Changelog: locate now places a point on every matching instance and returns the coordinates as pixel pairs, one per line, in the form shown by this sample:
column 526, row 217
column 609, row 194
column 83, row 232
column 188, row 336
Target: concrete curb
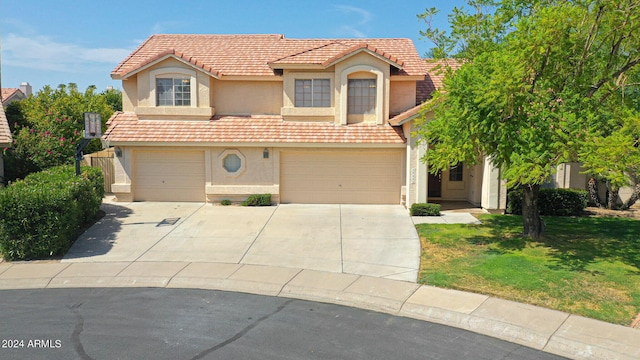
column 548, row 330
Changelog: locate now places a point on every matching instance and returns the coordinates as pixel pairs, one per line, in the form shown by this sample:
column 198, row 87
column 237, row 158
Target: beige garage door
column 341, row 177
column 169, row 176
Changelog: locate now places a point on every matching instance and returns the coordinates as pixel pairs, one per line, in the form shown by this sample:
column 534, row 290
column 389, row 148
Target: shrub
column 551, row 202
column 258, row 200
column 424, row 209
column 41, row 215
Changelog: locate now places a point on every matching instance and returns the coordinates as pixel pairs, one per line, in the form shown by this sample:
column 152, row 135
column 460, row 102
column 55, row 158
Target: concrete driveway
column 372, row 240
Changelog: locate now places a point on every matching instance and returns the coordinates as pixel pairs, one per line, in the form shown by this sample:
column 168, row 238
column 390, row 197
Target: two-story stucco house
column 5, row 140
column 213, row 117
══════════
» **What to do**
Copy out the rows word for word, starting with the first line and going on through the line with "column 169, row 176", and leave the pictures out.

» **Exercise solution**
Changelog: locate now places a point on every matching instance and returns the coordinates as pixel pairs, one per line, in the form shown by this sample:
column 526, row 217
column 609, row 194
column 83, row 232
column 188, row 336
Target: concrete curb
column 548, row 330
Changelog: locate now places a point on every matching instance and returns the coordinates as pixel pairs, one per line, in the form shown by this sample:
column 198, row 87
column 237, row 158
Target: beige garage door
column 341, row 177
column 169, row 176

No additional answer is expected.